*** STORED RECORDS ***
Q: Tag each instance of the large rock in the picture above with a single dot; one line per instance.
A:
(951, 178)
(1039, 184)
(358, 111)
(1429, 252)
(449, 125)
***
> [YOUR INSTRUCTIONS]: Rewrite the rows so that "large rock" becomes "boulder", keeping every other part unchanged.

> [FINAL RESULT]:
Q: Tag each instance of the boulder in the picture above with a single dot; one line per instance.
A:
(951, 178)
(1039, 184)
(358, 111)
(1429, 252)
(449, 125)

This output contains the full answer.